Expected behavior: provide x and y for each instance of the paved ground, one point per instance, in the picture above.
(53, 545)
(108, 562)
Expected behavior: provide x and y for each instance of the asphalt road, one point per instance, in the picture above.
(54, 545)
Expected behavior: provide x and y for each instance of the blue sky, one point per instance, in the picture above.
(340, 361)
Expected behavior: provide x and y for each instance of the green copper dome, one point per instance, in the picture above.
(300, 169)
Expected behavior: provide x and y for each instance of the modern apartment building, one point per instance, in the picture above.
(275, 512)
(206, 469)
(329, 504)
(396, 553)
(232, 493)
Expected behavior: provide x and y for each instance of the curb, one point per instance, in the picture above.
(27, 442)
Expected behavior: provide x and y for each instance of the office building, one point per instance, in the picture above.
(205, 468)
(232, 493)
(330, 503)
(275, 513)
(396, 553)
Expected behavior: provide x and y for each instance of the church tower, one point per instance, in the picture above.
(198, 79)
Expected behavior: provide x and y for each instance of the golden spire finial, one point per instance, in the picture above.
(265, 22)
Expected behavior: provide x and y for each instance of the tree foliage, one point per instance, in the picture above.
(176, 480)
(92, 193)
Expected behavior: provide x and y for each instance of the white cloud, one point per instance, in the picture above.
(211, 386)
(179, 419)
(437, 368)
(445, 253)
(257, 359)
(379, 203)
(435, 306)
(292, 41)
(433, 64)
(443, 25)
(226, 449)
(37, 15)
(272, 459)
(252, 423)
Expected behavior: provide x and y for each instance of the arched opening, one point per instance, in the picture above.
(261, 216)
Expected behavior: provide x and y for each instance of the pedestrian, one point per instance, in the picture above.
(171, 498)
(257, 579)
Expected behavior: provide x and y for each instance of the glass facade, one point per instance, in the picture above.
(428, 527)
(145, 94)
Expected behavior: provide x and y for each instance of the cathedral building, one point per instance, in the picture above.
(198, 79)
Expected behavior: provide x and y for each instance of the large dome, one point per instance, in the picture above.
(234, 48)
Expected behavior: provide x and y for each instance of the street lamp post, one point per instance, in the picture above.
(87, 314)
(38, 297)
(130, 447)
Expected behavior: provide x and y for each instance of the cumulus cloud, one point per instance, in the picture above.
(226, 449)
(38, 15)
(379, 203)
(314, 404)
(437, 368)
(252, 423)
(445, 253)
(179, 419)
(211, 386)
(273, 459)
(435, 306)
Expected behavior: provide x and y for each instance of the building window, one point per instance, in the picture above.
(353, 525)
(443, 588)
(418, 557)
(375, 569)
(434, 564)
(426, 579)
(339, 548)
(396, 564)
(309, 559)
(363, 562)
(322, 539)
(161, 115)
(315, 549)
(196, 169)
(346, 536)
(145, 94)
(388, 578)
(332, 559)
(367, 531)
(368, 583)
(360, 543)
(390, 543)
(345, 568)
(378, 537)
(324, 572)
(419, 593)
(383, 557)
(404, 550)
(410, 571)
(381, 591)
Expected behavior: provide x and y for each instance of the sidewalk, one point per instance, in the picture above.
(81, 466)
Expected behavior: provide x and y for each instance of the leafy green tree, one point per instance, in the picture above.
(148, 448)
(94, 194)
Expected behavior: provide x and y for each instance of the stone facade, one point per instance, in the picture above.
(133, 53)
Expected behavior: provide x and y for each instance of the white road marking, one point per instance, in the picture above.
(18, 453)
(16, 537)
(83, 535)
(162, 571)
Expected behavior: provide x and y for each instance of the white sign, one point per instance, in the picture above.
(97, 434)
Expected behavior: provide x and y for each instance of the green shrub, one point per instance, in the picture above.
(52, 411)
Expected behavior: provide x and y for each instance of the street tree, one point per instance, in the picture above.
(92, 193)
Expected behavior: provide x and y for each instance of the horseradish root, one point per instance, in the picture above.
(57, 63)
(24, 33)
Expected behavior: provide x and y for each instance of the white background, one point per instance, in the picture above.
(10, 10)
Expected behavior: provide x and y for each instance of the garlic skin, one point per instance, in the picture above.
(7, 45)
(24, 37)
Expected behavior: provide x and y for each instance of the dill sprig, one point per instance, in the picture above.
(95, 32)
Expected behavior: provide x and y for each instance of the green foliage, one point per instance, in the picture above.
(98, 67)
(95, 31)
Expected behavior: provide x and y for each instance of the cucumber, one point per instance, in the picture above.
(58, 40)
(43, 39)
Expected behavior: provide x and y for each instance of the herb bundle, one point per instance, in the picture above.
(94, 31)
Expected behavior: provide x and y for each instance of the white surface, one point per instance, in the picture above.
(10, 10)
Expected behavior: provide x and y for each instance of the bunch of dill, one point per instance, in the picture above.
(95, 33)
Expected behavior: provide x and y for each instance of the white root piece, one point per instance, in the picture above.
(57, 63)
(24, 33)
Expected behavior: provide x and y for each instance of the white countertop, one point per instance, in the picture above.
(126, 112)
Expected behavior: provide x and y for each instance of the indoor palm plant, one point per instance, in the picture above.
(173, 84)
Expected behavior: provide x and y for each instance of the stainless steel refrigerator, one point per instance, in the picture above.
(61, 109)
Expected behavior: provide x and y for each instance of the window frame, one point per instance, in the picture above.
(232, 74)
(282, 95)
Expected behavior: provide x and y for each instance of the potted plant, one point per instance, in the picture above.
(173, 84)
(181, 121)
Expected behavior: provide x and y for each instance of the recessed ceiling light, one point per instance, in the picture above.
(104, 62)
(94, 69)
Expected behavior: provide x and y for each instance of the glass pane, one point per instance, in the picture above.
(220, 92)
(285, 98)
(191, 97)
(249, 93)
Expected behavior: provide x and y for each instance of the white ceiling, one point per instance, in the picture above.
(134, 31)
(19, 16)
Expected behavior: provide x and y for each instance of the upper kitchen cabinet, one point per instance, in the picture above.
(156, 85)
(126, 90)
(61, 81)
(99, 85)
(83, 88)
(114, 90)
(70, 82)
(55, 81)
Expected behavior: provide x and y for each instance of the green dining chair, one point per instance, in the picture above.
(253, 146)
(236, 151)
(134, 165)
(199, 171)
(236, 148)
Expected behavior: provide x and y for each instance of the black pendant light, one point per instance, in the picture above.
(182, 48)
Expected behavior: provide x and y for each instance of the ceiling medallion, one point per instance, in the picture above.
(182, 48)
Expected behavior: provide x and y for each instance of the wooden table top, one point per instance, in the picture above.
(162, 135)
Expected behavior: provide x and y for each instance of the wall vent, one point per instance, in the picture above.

# # # # # # #

• [TASK ITEM]:
Return each line above exactly.

• [TASK RESPONSE]:
Expected behavior: provide x and y for each instance of the paved ground, one point per instance, in the picture above.
(53, 545)
(108, 562)
Expected behavior: provide x and y for each instance of the asphalt road, one point per instance, in the picture above.
(54, 545)
Expected behavior: provide x and y for each instance of the blue sky, one point per instance, in the picture above.
(340, 361)
Expected behavior: provide x and y for each instance of the green copper dome, one point per instance, in the picture above.
(300, 169)
Expected behavior: provide x and y for each instance of the modern apartment building, one point per instance, in the picture above.
(275, 512)
(206, 469)
(329, 504)
(396, 553)
(232, 493)
Expected behavior: provide x and y for each instance of the curb, one point per instance, in the picture above.
(27, 442)
Expected behavior: provide x and y for each instance of the office building, one point per instance, in the picture above.
(205, 468)
(232, 493)
(330, 503)
(275, 513)
(396, 553)
Expected behavior: provide x and y for each instance of the church tower, one point per instance, in the picture above.
(198, 79)
Expected behavior: provide x and y for each instance of the golden spire finial, one point per instance, in the picture above.
(265, 22)
Expected behavior: provide x and y for each instance of the tree foliage, one point per instance, in the picture above.
(176, 480)
(92, 193)
Expected behavior: provide x and y for each instance of the white cloud, one point per instance, in the picture above.
(211, 386)
(179, 419)
(437, 368)
(445, 253)
(257, 359)
(379, 203)
(435, 306)
(292, 41)
(433, 64)
(443, 25)
(226, 449)
(37, 15)
(272, 459)
(252, 423)
Expected behavior: provide x and y for each instance of the arched opening, one point per instance, in the picture above.
(261, 216)
Expected behavior: provide x and y for each instance of the pedestrian, one point per instance, in the picture above.
(171, 498)
(257, 579)
Expected behavior: provide x and y for each instance of the glass facade, one point per instance, in the picture above.
(428, 527)
(145, 94)
Expected behavior: provide x and y for each instance of the cathedral building, one point per instance, in the picture above.
(198, 79)
Expected behavior: provide x and y for each instance of the large dome, one point per instance, in the picture above.
(234, 48)
Expected behavior: provide x and y for each instance of the street lamp post, one point per instance, in the picture above.
(87, 314)
(38, 297)
(130, 447)
Expected behavior: provide x and y for each instance of the cumulus cloud, one point per instance, in the picture above.
(226, 449)
(38, 15)
(379, 203)
(314, 404)
(437, 368)
(252, 423)
(445, 253)
(179, 419)
(211, 386)
(273, 459)
(435, 306)
Expected behavior: provide x and y for each instance of the building window, one point per instance, in the picture above.
(353, 525)
(443, 588)
(418, 557)
(375, 569)
(434, 564)
(426, 579)
(339, 548)
(396, 564)
(309, 559)
(363, 562)
(322, 539)
(161, 115)
(315, 549)
(196, 169)
(346, 536)
(145, 94)
(388, 578)
(332, 559)
(367, 531)
(368, 583)
(360, 543)
(390, 543)
(345, 568)
(378, 537)
(324, 572)
(419, 593)
(383, 557)
(404, 550)
(410, 571)
(381, 591)
Expected behavior: provide x and y for each instance of the sidewalk, one point per instance, in the picture above.
(81, 466)
Expected behavior: provide x and y for each instance of the leafy green tree, one point per instance, in the picture above.
(148, 448)
(94, 194)
Expected behavior: provide x and y for each instance of the stone facade, one point per instance, in the picture above.
(133, 53)
Expected behavior: provide x and y for each instance of the white road marking, one point per instance, in the picture above.
(18, 453)
(16, 537)
(83, 535)
(162, 571)
Expected behavior: provide x and y for each instance of the white sign, one point per instance, in the picture above.
(97, 434)
Expected behavior: provide x and y for each instance of the green shrub, one point per instance, in the picture above.
(52, 411)
Expected behavior: provide x and y for each instance of the street tree, one point per instance, in the picture above.
(92, 193)
Expected behavior: provide x and y for each instance of the horseradish root, one point per instance, in the picture above.
(57, 63)
(24, 33)
Expected behavior: provide x and y for each instance of the white background, one point per instance, in the picture above.
(10, 10)
Expected behavior: provide x and y for each instance of the garlic skin, one point per instance, in the picture above.
(7, 45)
(24, 37)
Expected behavior: provide x and y for each instance of the dill sprig, one point per instance, in the picture above.
(95, 32)
Expected behavior: provide x and y for each instance of the green foliage, one point per instance, in the picture above.
(98, 67)
(95, 31)
Expected behavior: provide x and y for each instance of the cucumber, one point per instance, in the picture above.
(58, 40)
(43, 39)
Expected behavior: provide x and y for each instance of the herb bundle, one point per instance, in the picture above.
(94, 31)
Expected behavior: provide x and y for each instance of the white surface, one point per instance, in the picture above.
(10, 10)
Expected behavior: provide x and y for each instance of the bunch of dill, one point per instance, in the picture above.
(95, 33)
Expected behavior: provide x and y for each instance of the white root piece, one point per instance, in the picture above.
(57, 63)
(24, 33)
Expected behavior: provide x and y for each instance of the white countertop, one point per instance, in the picture above.
(126, 112)
Expected behavior: provide x and y for each instance of the indoor palm plant, one point per instance, in the picture above.
(173, 84)
Expected behavior: provide x and y for each instance of the stainless steel refrigerator, one point per instance, in the picture above.
(61, 109)
Expected behavior: provide x and y for each instance of the window frame, one point per instance, in the picture above.
(232, 74)
(282, 95)
Expected behavior: provide x and y for each instance of the potted plant, one point per instance, in the picture above.
(173, 84)
(181, 121)
Expected behavior: provide x and y for each instance of the recessed ceiling light, one point per instance, in the picture above.
(104, 62)
(94, 69)
Expected behavior: provide x and y for each instance of the glass pane, one point per instance, in the picture above.
(220, 92)
(285, 98)
(191, 97)
(249, 93)
Expected behavior: provide x and y for each instance of the white ceiling, one point per instance, in the picture above.
(134, 31)
(19, 16)
Expected behavior: provide x and y for each instance of the upper kitchen cabinet, one point per instance, in the picture above.
(156, 85)
(126, 90)
(61, 81)
(99, 85)
(83, 88)
(114, 90)
(70, 82)
(55, 81)
Expected behavior: provide x and y for each instance of the green dining chair, one point per instance, in the picture above.
(253, 146)
(236, 151)
(134, 165)
(199, 171)
(236, 148)
Expected behavior: provide x and y for each instance of the black pendant light, one point per instance, in the picture above.
(182, 48)
Expected behavior: provide x and y for each instance of the ceiling medallion, one point per instance, in the picture above.
(182, 48)
Expected behavior: provide x and y for each instance of the wooden table top, one point per instance, in the picture above.
(162, 135)
Expected behavior: provide x and y for each instance of the wall vent, one point per instance, in the picture above.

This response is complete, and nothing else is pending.